### To do:
A. According to the passage on drilling efficiency, what happens to Se and to drilling efficiency as cuttings become progressively smaller?
B. Extend the passage on drilling efficiency and Se past its final sentence.

### Source text:
Generally speaking, drilling efficiency has not changed substantially since industry was capable of estimating or measuring Se. The Se required to drill a volume of rock is strongly influenced by the chip or cutting size generated at the face of the bit. In general Se increases and drilling efficiency declines as cuttings become progressively smaller. This relationship is driven by the amount of energy required to remove a given volume of rock from the parent rock. One can better understand this relationship by thinking of table salt grains vs. kidney beans. For a given volume within a container, more salt grains will be present than beans. It is also evident that more of total volume is contained in fewer beans than salt grains. If one takes a drill cutting the size of the bean and continues to reduce its size until all of its volume is in particles the size of salt grains, it is clear that addition energy has been required. For further illustration, consider a borehole drilled to produce an extremely thin kerf. This could be thought of as a core that is practically the diameter of the final drilled hole. Of course this has practical limits, but does tend to define the largest possible cutting and the minimum amount of energy used to break the core into smaller pieces. In this case drilling efficiency would be maximized from a drill cutting surface to a contained volume standpoint. Said differently, one wants to maximize cutting size and keep the surface area of the cuttings to a minimum; i.e., the cuttings volume to cuttings surface area ratio should be as large as possible.

### Material provided:
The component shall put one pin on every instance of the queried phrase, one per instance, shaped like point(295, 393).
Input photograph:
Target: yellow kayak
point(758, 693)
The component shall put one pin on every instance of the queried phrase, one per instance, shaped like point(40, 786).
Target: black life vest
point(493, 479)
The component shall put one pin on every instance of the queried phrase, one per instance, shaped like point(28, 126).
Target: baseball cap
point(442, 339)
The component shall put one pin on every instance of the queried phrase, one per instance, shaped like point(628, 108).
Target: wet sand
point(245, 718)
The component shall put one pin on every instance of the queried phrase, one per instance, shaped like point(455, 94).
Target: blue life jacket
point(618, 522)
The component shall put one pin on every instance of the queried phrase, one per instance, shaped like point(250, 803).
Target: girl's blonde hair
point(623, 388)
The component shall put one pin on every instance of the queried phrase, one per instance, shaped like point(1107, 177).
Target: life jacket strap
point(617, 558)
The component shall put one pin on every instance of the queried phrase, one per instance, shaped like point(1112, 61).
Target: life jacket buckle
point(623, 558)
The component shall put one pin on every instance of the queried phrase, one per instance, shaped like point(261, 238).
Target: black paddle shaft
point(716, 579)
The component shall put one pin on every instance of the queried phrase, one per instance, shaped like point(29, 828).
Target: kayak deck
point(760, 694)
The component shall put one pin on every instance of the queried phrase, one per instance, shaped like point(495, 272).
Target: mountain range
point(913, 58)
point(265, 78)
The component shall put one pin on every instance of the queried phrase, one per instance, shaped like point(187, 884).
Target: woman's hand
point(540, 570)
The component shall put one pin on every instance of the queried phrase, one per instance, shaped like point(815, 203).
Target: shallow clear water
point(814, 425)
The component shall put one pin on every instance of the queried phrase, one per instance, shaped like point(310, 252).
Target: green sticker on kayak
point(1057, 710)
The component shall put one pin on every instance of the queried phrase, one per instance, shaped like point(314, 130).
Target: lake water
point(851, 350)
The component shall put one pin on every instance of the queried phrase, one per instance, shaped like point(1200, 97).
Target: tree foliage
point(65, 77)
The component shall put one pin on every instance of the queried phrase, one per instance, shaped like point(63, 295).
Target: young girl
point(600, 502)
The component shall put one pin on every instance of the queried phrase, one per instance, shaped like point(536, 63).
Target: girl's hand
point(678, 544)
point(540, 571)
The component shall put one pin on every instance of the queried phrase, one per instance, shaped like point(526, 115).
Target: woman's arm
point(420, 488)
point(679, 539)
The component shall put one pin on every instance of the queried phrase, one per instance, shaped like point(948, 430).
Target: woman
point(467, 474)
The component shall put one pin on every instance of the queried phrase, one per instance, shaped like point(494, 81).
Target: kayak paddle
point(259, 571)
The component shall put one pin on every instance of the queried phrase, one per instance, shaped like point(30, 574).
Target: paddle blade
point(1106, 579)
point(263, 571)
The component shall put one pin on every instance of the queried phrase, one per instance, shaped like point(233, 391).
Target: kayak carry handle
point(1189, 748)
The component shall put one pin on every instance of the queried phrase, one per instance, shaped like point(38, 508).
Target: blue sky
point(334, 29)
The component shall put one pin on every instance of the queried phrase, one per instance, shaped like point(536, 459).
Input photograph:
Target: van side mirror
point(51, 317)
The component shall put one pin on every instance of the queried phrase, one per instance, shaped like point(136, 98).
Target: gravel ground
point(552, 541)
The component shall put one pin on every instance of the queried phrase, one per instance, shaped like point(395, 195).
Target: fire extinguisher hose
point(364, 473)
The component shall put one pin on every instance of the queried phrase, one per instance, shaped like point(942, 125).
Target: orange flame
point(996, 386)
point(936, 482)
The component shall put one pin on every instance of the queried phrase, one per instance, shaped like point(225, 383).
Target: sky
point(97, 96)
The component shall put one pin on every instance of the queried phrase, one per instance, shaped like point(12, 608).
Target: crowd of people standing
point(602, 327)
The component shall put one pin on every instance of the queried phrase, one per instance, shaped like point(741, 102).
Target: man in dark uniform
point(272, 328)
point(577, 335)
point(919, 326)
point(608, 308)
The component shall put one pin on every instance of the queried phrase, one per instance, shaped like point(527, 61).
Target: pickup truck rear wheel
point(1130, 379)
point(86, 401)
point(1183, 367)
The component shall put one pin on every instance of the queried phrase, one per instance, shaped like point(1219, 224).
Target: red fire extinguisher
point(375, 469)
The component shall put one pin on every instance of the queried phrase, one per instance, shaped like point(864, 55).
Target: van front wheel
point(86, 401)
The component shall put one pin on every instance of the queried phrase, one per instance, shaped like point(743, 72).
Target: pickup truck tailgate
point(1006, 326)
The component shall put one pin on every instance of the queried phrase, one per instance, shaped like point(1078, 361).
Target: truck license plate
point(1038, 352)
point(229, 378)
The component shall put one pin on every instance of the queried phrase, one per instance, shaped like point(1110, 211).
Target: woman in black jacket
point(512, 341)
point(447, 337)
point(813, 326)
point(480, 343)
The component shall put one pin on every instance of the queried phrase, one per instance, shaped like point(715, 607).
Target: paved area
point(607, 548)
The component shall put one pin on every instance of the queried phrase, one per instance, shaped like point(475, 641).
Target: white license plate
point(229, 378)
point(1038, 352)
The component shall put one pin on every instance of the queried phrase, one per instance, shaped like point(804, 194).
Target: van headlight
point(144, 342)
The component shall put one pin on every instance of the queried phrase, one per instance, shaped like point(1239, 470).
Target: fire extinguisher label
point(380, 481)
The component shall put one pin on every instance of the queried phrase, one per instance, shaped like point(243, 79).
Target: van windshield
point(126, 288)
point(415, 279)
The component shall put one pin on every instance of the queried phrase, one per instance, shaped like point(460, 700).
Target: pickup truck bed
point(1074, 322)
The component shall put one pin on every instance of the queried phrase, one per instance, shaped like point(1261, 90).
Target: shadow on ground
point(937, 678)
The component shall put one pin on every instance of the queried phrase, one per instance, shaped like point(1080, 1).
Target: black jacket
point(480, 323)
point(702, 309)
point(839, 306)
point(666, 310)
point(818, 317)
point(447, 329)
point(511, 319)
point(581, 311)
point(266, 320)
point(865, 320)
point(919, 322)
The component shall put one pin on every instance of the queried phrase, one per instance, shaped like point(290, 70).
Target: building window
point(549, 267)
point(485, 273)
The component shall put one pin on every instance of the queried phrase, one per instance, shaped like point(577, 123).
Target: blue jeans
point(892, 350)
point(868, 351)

### Expected outputs:
A. Se increases and drilling efficiency declines.

B.
Herein is the classic method of improving drilling efficiency or reducing Se. The bigger the cutting, the less work done on the undisturbed volume within the cutting. Thus, attempts have been made to increase cutting size to a practical maximum by through design of drill bits and, to some degree, BHA's. Conventional drill bits are provided with a number of cutting elements or cutters on their face. Increased cutting size can be achieved by increasing cutter size, depth of cut, and by increasing bit torque as long as the increased torque produces larger cuttings. There are practical limits to these methods and only limited change to average cutting size has occurred in the past 10 or 15 years.
The present invention address these and other needs relating to the efficiency of drill bit.
The present invention provides systems, methods and devices for controlling the behavior of a drill bit to optimize the cutting action of the drill bit vis-à-vis the drilled formation. For example, a controlled oscillation is applied to the drill bit so that once a rock crack or fracture at the cutter/rock face interface has begun, it can be maintained so that crack restart energy (stress) is not lost at fracture. Thus, this restart energy does not have to be added back to that rock structure before the crack further propagates. In one embodiment of the present invention, a controlled torsional force is momentarily superimposed on a constant drill bit rotation in a manner that maintains a substantially average bit rotation speed. The torsional force temporarily accelerates the cutting elements of the drill bit to at least maintain contact with a fracturing earthen formation and thereby maintain the cutting element and rock surface interface stress level. Thus, the cutting element and rock surface interface experiences a significantly lower loss of stored stress energy and the remaining stored stress energy can be used to initiate the subsequent rock fracture.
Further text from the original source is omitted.